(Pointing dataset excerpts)
-------
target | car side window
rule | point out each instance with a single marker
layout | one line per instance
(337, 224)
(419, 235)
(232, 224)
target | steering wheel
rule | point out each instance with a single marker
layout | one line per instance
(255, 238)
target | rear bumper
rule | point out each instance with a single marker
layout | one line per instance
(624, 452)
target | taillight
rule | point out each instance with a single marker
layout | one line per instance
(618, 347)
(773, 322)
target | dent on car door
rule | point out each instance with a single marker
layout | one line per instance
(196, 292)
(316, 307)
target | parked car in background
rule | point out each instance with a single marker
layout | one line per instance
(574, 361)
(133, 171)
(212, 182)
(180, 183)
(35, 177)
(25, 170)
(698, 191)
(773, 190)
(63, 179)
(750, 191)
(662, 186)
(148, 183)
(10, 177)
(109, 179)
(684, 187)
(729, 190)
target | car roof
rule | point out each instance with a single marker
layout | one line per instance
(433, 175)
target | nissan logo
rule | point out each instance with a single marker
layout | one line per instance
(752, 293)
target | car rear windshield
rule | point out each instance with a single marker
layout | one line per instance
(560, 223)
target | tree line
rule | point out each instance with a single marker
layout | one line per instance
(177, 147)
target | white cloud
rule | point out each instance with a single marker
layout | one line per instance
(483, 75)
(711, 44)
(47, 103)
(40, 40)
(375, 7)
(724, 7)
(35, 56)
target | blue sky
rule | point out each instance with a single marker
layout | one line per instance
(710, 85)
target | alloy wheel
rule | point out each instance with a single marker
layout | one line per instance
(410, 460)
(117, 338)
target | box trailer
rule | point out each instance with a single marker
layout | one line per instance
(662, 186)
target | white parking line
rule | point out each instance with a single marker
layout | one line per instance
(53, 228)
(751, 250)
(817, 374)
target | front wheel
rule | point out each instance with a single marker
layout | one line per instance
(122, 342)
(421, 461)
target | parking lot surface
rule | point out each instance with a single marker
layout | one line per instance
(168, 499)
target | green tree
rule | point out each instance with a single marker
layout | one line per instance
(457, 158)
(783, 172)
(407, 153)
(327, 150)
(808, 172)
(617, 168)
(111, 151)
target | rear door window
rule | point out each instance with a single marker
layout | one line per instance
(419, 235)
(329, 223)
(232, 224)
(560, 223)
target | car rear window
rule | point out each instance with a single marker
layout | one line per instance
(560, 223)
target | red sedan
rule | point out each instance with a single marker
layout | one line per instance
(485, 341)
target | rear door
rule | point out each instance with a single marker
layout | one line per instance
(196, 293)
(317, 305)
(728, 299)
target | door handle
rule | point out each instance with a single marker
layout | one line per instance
-------
* What to do
Reproduce the full listing above, renaming every "single marker" to "single point" and leaving all else unchanged.

* Result of the task
target | car side window
rule | point out each instance with a single point
layout | one line per instance
(337, 224)
(419, 235)
(232, 224)
target | steering wheel
rule | point out each instance with a single point
layout | one line per instance
(255, 238)
target | rear bumper
rule | point out each instance with a single point
layout | one line per instance
(624, 452)
target | taillight
rule | point out each instance with a single point
layout | one line per instance
(618, 347)
(773, 322)
target | dent on car door
rule | point out each instance with a single point
layout | one line per instance
(196, 292)
(316, 307)
target | parked car in background
rule | point out each instance with a single point
layout | one line per instance
(574, 361)
(133, 171)
(212, 182)
(180, 183)
(35, 177)
(25, 170)
(698, 191)
(773, 190)
(63, 179)
(750, 191)
(662, 186)
(148, 183)
(10, 177)
(109, 179)
(684, 187)
(729, 190)
target | car roof
rule | point out each instance with a single point
layout | one line per instance
(433, 175)
target | nissan logo
rule | point out each instance with a single point
layout | one line per instance
(752, 293)
target | car rear windshield
rule | point out each instance with a single point
layout | one line per instance
(560, 223)
target | tree line
rule | point out each instance with a single point
layout | one line per instance
(177, 147)
target | white cloud
rule | point out each instance with a single point
layout | one line per instance
(483, 75)
(711, 44)
(47, 103)
(40, 40)
(375, 7)
(724, 7)
(35, 56)
target | blue sky
rule | point out each instance with a single point
layout | one line per instance
(710, 85)
target | alloy wheel
rule | point out each instance with a single point
layout | one line per instance
(410, 460)
(117, 338)
target | box trailer
rule | point out each instance with a single point
layout | one line per instance
(662, 186)
target | white parking line
rule | point out each instance with a single point
layout | one line per instance
(53, 228)
(751, 250)
(817, 374)
target | front wheel
rule | point out each instance with a single point
layout | one line per instance
(122, 342)
(421, 461)
target | parking lot surface
rule | point out each instance with a single point
layout | one line per instance
(168, 499)
target | green tree
rule | point out each instance with a single point
layout | one line per instance
(457, 158)
(783, 172)
(407, 153)
(327, 150)
(808, 172)
(617, 168)
(111, 151)
target | rear door window
rule | point out each instance with a single point
layout | one line per instance
(419, 235)
(329, 223)
(232, 224)
(560, 223)
target | car rear window
rule | point out each instance with a single point
layout | one line per instance
(560, 223)
target | red sedan
rule | point out each instance with a single point
layout | one line per instance
(485, 341)
target | rear door
rule | point out each instance with a single point
layout | one line per instance
(196, 293)
(317, 305)
(728, 299)
target | door handle
rule | point out each instance with a single point
layout | one line per instance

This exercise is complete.